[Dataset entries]
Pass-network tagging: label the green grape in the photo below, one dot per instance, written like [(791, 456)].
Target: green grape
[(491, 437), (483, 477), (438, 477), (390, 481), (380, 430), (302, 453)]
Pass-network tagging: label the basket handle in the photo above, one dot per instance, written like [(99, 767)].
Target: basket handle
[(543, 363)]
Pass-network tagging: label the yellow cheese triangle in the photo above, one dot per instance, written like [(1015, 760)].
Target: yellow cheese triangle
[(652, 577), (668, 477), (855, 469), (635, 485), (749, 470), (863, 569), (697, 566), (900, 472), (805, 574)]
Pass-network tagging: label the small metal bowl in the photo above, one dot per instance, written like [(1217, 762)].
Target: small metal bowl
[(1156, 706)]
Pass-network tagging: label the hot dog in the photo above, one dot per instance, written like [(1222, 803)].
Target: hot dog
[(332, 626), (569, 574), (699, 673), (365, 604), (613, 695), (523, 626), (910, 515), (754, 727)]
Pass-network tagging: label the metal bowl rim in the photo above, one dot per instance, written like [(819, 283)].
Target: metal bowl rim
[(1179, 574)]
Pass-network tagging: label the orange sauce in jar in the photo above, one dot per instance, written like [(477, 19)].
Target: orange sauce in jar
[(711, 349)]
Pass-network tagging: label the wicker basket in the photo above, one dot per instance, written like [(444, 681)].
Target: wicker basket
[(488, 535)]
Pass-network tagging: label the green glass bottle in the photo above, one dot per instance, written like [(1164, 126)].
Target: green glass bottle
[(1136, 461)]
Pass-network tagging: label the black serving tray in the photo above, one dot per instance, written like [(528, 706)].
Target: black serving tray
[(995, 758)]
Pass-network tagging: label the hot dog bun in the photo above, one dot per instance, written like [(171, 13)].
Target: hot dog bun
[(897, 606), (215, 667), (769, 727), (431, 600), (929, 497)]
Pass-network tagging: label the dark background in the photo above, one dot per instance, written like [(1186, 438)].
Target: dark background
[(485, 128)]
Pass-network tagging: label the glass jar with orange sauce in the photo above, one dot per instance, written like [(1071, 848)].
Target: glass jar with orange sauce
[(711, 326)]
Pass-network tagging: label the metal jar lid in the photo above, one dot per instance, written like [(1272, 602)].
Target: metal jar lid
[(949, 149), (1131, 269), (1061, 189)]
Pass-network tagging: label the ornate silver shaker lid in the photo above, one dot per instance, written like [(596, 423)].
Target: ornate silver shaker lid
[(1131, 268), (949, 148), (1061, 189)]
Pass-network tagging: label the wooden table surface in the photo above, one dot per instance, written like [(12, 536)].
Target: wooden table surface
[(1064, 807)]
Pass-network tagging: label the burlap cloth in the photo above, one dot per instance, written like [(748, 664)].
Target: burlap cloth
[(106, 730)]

*EXERCISE BRIEF*:
Return the lines from the entries above without any changes. Begin at the line that contains "Pass-network tagging: label the wicker" and stop after the line that contains "[(488, 535)]".

*ANSWER TO THE TASK*:
Pass-network tagging: label the wicker basket in the photo above, one dot per instance, written like [(444, 681)].
Target: wicker basket
[(488, 535)]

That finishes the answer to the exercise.